_The request_
In the data that follows, find the line containing "Place one marker on each instance of the evergreen"; then quote that line and every line after it, exactly, through the last one.

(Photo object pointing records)
- - -

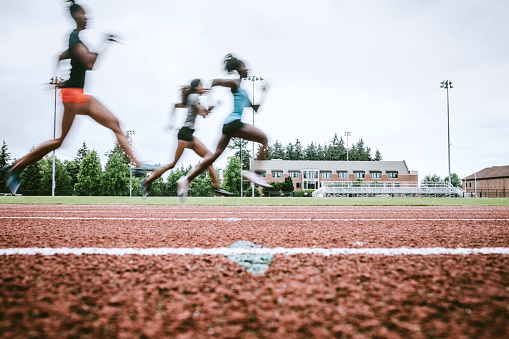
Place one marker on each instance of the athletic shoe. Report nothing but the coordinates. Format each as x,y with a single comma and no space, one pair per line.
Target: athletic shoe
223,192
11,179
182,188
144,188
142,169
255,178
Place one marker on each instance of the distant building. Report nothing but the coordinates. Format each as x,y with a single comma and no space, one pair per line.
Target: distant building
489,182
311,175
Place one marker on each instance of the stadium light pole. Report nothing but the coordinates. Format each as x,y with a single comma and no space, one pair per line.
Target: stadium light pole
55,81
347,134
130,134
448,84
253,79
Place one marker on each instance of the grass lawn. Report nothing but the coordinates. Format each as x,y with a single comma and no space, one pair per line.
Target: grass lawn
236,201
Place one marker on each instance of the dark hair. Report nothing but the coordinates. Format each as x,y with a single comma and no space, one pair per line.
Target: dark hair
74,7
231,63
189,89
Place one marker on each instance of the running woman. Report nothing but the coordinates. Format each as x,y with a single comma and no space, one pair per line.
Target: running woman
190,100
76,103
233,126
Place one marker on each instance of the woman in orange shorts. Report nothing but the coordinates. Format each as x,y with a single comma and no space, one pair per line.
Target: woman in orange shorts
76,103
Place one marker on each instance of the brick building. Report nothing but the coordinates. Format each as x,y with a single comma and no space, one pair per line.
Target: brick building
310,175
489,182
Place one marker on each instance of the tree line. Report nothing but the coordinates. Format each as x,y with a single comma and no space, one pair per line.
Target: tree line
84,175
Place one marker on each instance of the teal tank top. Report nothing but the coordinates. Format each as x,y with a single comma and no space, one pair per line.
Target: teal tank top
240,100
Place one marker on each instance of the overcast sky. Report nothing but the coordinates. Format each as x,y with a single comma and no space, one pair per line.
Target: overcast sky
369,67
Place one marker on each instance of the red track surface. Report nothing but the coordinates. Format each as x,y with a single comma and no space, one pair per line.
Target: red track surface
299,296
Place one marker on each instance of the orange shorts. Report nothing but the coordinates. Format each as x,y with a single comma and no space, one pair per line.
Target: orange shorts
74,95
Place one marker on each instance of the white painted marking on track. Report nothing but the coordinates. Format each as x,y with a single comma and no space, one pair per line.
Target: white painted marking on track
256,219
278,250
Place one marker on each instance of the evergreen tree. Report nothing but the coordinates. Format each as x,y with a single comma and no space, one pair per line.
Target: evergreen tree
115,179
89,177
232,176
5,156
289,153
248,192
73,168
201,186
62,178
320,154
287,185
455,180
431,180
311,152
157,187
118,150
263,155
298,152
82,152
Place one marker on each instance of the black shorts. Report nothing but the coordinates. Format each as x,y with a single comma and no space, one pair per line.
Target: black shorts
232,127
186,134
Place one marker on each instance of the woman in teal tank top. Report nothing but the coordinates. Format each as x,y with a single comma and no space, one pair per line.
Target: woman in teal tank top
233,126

- - -

_Solution to this problem_
Place one marker on each instance of the evergreen tree. Report nothing but the coordinates. Format each as x,y with a single comma and no space, one pair per line.
Target: evergreen tree
115,179
89,177
232,176
5,156
289,153
248,192
73,168
201,186
62,178
320,154
287,185
455,180
431,180
311,152
157,187
118,150
263,155
298,152
82,152
Place one marker on each instance of the black shorts. Report nothing but the coordinates. Format each as x,y with a single comma and no space, one pair per line.
Target: black shorts
232,127
186,134
Place one marker on each instance of the woman in teal tank top. Report nothing but the coordinates. Format each as x,y with a single comma and no space, one pair per line.
Target: woman in teal tank top
233,126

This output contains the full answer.